**Short exercise:**
Can you copy the listing word for word, starting at the line that contains "find golden spire" and ending at the final line of the listing, with both of those lines included?

(Location labeling listing)
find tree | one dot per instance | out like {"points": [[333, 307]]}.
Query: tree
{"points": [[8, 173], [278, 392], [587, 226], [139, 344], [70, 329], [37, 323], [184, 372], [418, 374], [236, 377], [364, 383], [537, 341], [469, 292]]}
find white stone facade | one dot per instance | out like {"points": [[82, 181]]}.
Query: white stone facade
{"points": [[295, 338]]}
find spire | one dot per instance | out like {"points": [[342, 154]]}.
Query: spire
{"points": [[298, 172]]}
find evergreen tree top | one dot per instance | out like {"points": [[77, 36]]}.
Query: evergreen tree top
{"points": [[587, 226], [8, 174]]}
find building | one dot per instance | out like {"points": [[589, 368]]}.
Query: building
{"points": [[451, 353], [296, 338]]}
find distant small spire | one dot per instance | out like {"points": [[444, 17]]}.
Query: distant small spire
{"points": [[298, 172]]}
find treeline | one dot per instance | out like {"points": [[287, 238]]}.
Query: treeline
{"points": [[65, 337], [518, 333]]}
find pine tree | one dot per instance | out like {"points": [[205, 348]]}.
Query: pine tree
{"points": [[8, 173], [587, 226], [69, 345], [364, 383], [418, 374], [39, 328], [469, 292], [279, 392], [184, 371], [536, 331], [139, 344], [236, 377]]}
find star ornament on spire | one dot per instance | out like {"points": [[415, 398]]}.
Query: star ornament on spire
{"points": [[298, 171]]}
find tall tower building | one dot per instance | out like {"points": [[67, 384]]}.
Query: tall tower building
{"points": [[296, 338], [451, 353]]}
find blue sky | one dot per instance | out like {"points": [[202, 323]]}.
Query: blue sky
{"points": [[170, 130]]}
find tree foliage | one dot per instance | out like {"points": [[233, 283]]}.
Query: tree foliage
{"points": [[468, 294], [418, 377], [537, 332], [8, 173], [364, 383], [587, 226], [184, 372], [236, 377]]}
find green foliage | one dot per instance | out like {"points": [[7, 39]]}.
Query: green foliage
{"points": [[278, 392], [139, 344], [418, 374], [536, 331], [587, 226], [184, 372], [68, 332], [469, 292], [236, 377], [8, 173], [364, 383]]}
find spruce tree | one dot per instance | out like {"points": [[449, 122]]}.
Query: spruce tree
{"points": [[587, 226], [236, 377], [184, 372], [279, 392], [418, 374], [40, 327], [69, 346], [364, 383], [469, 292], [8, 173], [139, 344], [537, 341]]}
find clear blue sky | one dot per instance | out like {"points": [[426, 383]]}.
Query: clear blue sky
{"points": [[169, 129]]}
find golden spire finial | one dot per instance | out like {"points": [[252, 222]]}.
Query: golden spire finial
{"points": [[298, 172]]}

**Output for this exercise:**
find golden spire finial | one dot per instance | out like {"points": [[252, 222]]}.
Query: golden spire finial
{"points": [[298, 172]]}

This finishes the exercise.